• **Source excerpt**:
------------
There is a linear transformation $T$: $\mathbb{R}^5 \rightarrow \mathbb{R}^4$ given by $$ T\left(\begin{array}{r} \mathbf{x} \end{array}\right) = \left[\begin{array}{r} 2x_1-4x_2-x_3-3x_4+2x_5\\ -x_1+2x_2+x_3+x_5\\ x_1-2_x2-x_3-3x_4-x_5\\ -x_1+4x_2-x_3+5x_5 \end{array}\right] \quad \text{for} \quad \mathbf{x} = \left[\begin{array}{r} x_1\\ x_2\\ x_3\\ x_4\\ x_5 \end{array}\right] \in \mathbb{R}^5 $$

First I've found the matrix $A$ that fulfulls $T(x) = Ax$ for all $x \in \mathbb{R}^5$.

After that, I am told that we should let $y = ($$y_1$ $y_2$ $y_3$ $y_4$)$^T$ $\in \mathbb{R}^4$ be an arbitrary (but unknown) vector.
------------
• **Dataset excerpts**:
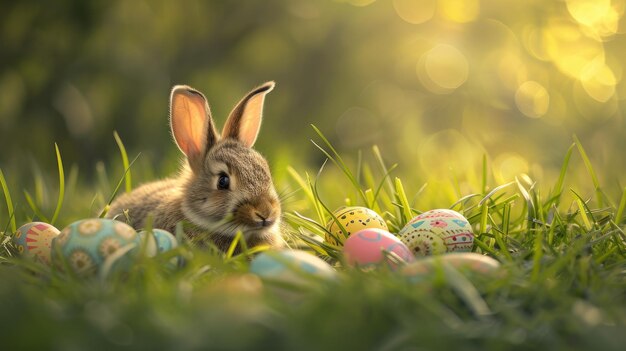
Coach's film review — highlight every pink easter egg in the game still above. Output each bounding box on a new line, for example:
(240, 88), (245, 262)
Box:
(12, 222), (59, 264)
(343, 228), (415, 268)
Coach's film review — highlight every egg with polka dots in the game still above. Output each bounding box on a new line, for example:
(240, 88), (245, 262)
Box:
(326, 206), (387, 246)
(250, 250), (337, 286)
(11, 222), (59, 264)
(398, 209), (474, 256)
(52, 218), (141, 275)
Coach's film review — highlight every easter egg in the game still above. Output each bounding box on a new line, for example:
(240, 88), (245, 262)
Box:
(52, 218), (140, 274)
(343, 228), (414, 268)
(12, 222), (59, 264)
(138, 228), (178, 257)
(398, 209), (474, 256)
(326, 206), (387, 246)
(250, 250), (337, 286)
(401, 252), (500, 282)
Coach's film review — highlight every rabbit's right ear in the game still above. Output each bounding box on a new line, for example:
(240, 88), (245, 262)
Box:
(170, 85), (218, 171)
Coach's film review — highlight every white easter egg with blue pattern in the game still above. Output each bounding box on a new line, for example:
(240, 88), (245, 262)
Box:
(398, 209), (474, 256)
(138, 228), (178, 256)
(52, 218), (141, 274)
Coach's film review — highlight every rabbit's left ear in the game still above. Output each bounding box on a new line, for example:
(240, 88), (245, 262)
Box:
(222, 82), (275, 147)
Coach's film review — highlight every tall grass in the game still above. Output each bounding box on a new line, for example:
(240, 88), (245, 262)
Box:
(0, 128), (626, 350)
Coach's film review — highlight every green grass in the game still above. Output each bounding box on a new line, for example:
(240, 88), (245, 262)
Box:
(0, 129), (626, 350)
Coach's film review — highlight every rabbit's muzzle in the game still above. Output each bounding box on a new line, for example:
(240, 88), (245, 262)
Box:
(234, 197), (281, 230)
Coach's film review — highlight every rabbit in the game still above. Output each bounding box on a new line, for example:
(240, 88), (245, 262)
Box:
(106, 81), (284, 252)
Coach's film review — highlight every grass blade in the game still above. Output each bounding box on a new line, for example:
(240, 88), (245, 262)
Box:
(574, 135), (602, 207)
(24, 190), (49, 223)
(552, 143), (576, 206)
(50, 143), (65, 225)
(395, 177), (413, 223)
(311, 124), (367, 203)
(478, 182), (515, 206)
(113, 131), (133, 193)
(0, 169), (17, 233)
(615, 187), (626, 225)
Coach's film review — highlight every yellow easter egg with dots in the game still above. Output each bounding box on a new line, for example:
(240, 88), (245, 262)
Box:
(326, 206), (388, 246)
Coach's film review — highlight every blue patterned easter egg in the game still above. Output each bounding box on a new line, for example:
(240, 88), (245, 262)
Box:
(398, 209), (474, 256)
(52, 218), (141, 274)
(12, 222), (59, 264)
(250, 250), (337, 286)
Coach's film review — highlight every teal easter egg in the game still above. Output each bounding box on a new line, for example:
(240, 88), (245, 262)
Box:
(343, 228), (414, 268)
(139, 229), (178, 257)
(398, 209), (474, 256)
(250, 250), (337, 286)
(11, 222), (59, 264)
(52, 218), (141, 275)
(401, 252), (500, 282)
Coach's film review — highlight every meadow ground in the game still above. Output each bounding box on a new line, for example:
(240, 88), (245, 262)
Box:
(0, 132), (626, 350)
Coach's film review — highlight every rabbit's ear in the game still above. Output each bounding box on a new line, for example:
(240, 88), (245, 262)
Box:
(170, 85), (218, 171)
(222, 82), (274, 147)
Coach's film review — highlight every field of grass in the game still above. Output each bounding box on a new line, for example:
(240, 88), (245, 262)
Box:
(0, 132), (626, 350)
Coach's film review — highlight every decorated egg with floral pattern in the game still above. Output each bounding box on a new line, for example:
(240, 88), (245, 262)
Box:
(343, 228), (415, 268)
(326, 206), (387, 246)
(398, 209), (474, 256)
(12, 222), (59, 264)
(52, 218), (141, 275)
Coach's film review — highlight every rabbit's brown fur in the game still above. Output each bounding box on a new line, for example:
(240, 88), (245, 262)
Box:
(107, 82), (282, 251)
------------
• **Problems**:
a – List the components of the vector x that the linear transformation excerpt defines.
b – Answer these questions using the linear transformation excerpt.
(i) Which space is the domain of T?
(ii) What condition does the matrix A fulfill?
(iii) How is the vector y described?
c – Retype the linear transformation excerpt between "First I've found" and "(but unknown) vector.", inclusive.

• **The replies**:
a – x_1, x_2, x_3, x_4, x_5

b –
(i) ℝ^5
(ii) T(x) = Ax for all x in ℝ^5
(iii) As an arbitrary (but unknown) vector in ℝ^4

c –
First I've found the matrix $A$ that fulfulls $T(x) = Ax$ for all $x \in \mathbb{R}^5$.

After that, I am told that we should let $y = ($$y_1$ $y_2$ $y_3$ $y_4$)$^T$ $\in \mathbb{R}^4$ be an arbitrary (but unknown) vector.